- **PROBLEM DESCRIPTION**
Reproduce every line from the line containing "of the brick" through the last of the lines, including the requests. Multiply each x,y coordinate in the answers by 2 and round to whole numbers, with halves rounded up, but leave the numbers in the requests and their format samples unchanged.
BEGIN INPUT ROWS
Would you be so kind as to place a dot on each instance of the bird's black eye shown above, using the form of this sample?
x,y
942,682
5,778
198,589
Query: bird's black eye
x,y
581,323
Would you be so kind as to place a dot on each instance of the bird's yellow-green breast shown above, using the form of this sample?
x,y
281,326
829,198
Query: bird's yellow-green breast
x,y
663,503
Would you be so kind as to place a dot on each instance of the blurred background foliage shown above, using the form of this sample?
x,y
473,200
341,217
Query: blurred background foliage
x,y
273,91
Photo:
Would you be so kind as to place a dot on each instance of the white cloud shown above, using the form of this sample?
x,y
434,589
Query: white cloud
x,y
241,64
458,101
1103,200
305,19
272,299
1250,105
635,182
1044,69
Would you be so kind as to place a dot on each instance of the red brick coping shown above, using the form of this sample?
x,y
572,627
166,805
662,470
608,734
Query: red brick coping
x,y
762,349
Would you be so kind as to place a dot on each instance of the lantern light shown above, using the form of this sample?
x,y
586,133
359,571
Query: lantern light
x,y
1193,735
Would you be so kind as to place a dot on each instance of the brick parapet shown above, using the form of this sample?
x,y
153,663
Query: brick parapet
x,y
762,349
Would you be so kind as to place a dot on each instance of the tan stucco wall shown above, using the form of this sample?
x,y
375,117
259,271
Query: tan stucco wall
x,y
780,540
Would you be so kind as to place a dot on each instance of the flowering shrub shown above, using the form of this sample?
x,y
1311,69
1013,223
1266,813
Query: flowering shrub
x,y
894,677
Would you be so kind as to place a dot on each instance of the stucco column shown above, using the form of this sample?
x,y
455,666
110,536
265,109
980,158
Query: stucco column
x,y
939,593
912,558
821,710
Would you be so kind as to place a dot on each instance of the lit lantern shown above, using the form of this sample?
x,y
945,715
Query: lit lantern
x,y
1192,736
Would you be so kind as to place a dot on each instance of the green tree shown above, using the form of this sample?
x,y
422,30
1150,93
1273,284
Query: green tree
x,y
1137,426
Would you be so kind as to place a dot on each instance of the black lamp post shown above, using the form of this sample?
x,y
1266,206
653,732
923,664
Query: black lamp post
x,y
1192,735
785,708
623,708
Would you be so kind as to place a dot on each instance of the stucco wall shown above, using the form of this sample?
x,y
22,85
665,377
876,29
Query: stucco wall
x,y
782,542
END INPUT ROWS
- **EXERCISE ANSWER**
Would you be so kind as to place a dot on each instance of the brick parapet shown above, using the form of this sample?
x,y
153,663
Query: brick parapet
x,y
1524,698
Would you be so kind as to place a dot on each instance of the tan stucco wall shown above, using the form of this sample?
x,y
375,117
259,271
Query: tan stucco wall
x,y
1560,1080
Would you be so kind as to place a dot on each instance of the flowering shrub shown above, using the form of this sample?
x,y
1311,69
1013,223
1266,813
Query: flowering shrub
x,y
1788,1354
Would you be so kind as to place a dot on each instance of the stucco column shown above, using the form of this sample?
x,y
455,666
110,536
265,109
980,158
Query: stucco column
x,y
1878,1186
1824,1116
1642,1420
Would you be so kind as to place a dot on each instance of the lit lantern shown above, using the form of this sample?
x,y
945,715
Query: lit lantern
x,y
2384,1472
Would you be so kind as to place a dot on each instance of the green tree shown above, using the form of this sample?
x,y
422,30
1150,93
1273,284
Query: green tree
x,y
2274,852
Would you be so kind as to place a dot on each instance of the black lamp post shown above, using the form of this sample?
x,y
1266,206
653,732
923,664
Query: black lamp post
x,y
2384,1470
1570,1416
1246,1416
Would you be so kind as to place a dot on each instance of the stucco wall shown above, using the form of this sample?
x,y
22,85
665,377
876,29
Query: stucco wall
x,y
1564,1084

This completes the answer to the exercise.